**ASSIGNED TASK 1:** Translate this sentence from the Shaun Forbes profile into Spanish: "I couldn't have asked for a better graduate school experience."
**ASSIGNED TASK 2:** Reproduce the Shaun Forbes profile between "I couldn't have" and "advisor Tom Trikalinos.", inclusive.
**ASSIGNED TASK 3:** Write what comes next in the Shaun Forbes profile, picking up after its last sentence.

**DOCUMENT EXCERPT:**
= = =

Shaun Forbes successfully defended his dissertation "Propagating ambiguity into decision analyses of test-and-treat strategies." Shaun entered the HSR Doctoral Program in 2015 as a 2015-2016 Brown University Presidential Fellow with research interests in comparative effectiveness research (CER), meta-analysis, decision analysis and operations research / management science with Professor Thomas Trikalinos as his advisor. During his time in the program, Shaun was awarded the 2018 Lee B. Lusted Student Prize, Stephen Pauker Award for Quantitative Methods and Theoretical Developments and the 2016 Lee B. Lusted Student Prize. He counts among his presentations the International Conference for Health Policy Statistics and the AcademyHealth Annual Research Meeting 2016. Shaun received a BSBA Management Science from the University of Miami and the AM in Biostatistics from Brown University School of Public Health.
Tell us about your time at Brown. What did you enjoy most about being a doctoral student here?
I couldn't have asked for a better graduate school experience. Throughout my time at Brown, I have been amazed by the kindness, creativity and mentorship offered by the faculty and staff -- especially my advisor Tom Trikalinos.

= = =

**ENTRIES SUPPLIED:**
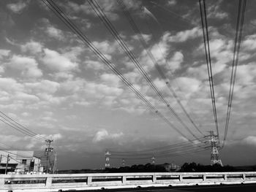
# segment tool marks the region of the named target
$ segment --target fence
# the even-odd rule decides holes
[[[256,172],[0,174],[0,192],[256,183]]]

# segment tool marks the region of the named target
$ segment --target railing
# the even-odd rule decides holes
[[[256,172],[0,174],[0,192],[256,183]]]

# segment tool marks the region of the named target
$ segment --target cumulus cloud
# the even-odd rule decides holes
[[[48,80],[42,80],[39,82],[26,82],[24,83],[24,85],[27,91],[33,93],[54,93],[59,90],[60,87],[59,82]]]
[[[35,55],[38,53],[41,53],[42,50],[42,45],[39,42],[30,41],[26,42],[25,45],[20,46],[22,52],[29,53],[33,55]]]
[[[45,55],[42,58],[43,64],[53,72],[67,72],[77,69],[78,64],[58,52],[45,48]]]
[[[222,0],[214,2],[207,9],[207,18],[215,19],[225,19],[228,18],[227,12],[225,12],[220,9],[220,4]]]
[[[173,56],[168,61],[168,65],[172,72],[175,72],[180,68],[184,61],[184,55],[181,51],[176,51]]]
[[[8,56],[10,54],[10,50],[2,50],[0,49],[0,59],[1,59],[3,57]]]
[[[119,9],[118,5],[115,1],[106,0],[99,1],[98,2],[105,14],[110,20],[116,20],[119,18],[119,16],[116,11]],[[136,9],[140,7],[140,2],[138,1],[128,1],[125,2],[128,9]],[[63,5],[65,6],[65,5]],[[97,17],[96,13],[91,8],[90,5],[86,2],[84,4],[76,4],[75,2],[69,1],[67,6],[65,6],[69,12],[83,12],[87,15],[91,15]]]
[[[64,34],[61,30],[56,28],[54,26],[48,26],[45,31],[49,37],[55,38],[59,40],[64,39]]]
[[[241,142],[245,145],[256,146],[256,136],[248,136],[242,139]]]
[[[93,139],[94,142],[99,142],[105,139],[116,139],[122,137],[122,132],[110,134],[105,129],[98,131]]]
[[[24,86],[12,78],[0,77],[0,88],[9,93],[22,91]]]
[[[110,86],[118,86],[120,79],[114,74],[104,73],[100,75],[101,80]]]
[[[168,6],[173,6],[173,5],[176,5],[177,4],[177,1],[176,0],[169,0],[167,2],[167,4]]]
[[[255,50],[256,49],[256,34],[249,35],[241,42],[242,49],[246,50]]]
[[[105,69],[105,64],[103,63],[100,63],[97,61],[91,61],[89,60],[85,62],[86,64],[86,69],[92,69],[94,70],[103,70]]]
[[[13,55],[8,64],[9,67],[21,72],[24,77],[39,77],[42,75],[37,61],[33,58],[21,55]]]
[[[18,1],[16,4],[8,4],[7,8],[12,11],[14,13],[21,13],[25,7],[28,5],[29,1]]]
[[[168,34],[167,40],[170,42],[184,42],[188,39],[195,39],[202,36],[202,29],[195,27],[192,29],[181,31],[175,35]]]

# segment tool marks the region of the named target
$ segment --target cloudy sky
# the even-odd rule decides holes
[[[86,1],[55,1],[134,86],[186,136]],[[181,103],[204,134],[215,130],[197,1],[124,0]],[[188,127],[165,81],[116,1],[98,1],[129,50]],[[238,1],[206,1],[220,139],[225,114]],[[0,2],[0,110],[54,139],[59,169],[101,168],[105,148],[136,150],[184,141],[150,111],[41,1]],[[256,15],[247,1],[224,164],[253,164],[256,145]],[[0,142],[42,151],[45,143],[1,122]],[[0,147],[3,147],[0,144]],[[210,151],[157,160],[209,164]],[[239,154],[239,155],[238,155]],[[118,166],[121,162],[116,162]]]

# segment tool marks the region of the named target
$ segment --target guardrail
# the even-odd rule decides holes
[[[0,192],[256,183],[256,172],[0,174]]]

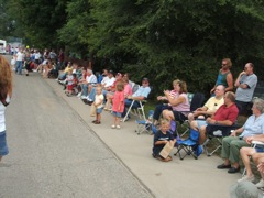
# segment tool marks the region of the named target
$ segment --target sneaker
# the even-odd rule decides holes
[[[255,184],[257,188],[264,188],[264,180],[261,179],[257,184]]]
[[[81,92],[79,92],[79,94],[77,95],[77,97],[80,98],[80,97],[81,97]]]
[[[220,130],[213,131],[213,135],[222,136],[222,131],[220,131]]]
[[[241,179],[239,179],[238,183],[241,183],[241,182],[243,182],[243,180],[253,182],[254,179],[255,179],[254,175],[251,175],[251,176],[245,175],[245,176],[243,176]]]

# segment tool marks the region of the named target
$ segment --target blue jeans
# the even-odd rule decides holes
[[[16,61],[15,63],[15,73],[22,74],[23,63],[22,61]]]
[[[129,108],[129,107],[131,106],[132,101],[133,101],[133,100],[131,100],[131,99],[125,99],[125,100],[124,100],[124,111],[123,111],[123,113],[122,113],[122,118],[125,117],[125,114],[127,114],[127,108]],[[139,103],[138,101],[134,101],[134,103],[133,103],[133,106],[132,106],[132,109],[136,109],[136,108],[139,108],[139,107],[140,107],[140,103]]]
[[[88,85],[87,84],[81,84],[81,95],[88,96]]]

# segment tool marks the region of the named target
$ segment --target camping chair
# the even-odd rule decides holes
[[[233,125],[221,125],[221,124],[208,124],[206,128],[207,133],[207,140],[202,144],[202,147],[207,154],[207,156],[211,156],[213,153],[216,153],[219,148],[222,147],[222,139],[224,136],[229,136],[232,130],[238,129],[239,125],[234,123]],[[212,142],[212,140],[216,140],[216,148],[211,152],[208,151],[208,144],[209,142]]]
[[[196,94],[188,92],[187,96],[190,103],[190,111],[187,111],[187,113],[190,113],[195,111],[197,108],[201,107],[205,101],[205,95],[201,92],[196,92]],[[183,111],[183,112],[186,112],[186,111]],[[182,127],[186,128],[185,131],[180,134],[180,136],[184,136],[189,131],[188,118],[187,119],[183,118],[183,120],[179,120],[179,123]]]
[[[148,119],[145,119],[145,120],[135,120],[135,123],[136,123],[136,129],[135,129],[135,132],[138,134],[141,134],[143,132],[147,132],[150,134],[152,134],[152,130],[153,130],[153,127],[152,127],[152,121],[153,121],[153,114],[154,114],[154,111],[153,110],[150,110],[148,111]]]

= = =

**TASK RESPONSE 1:** No podría haber pedido una mejor experiencia de posgrado.

**TASK RESPONSE 2:**
I couldn't have asked for a better graduate school experience. Throughout my time at Brown, I have been amazed by the kindness, creativity and mentorship offered by the faculty and staff -- especially my advisor Tom Trikalinos.

**TASK RESPONSE 3:**
What public health issues do you hope to address through your dissertation?
My dissertation aims to provide a general framework for how to make reasonable test-and-treat decisions under severe uncertainty (ambiguity). To demonstrate its broad applicability, I applied the framework towards screening decision-making problems in both infectious (latent tuberculosis infection) and chronic (colorectal cancer) disease.
What are your future plans now that you have finished your PhD?
I will be starting as an Associate Consultant in the Healthcare Strategy practice at Analysis Group in Menlo Park, CA this Fall. In the meantime, I will be exploring how to quickly adapt my dissertation work towards improving test-and-treat decision-making for the COVID-19 pandemic.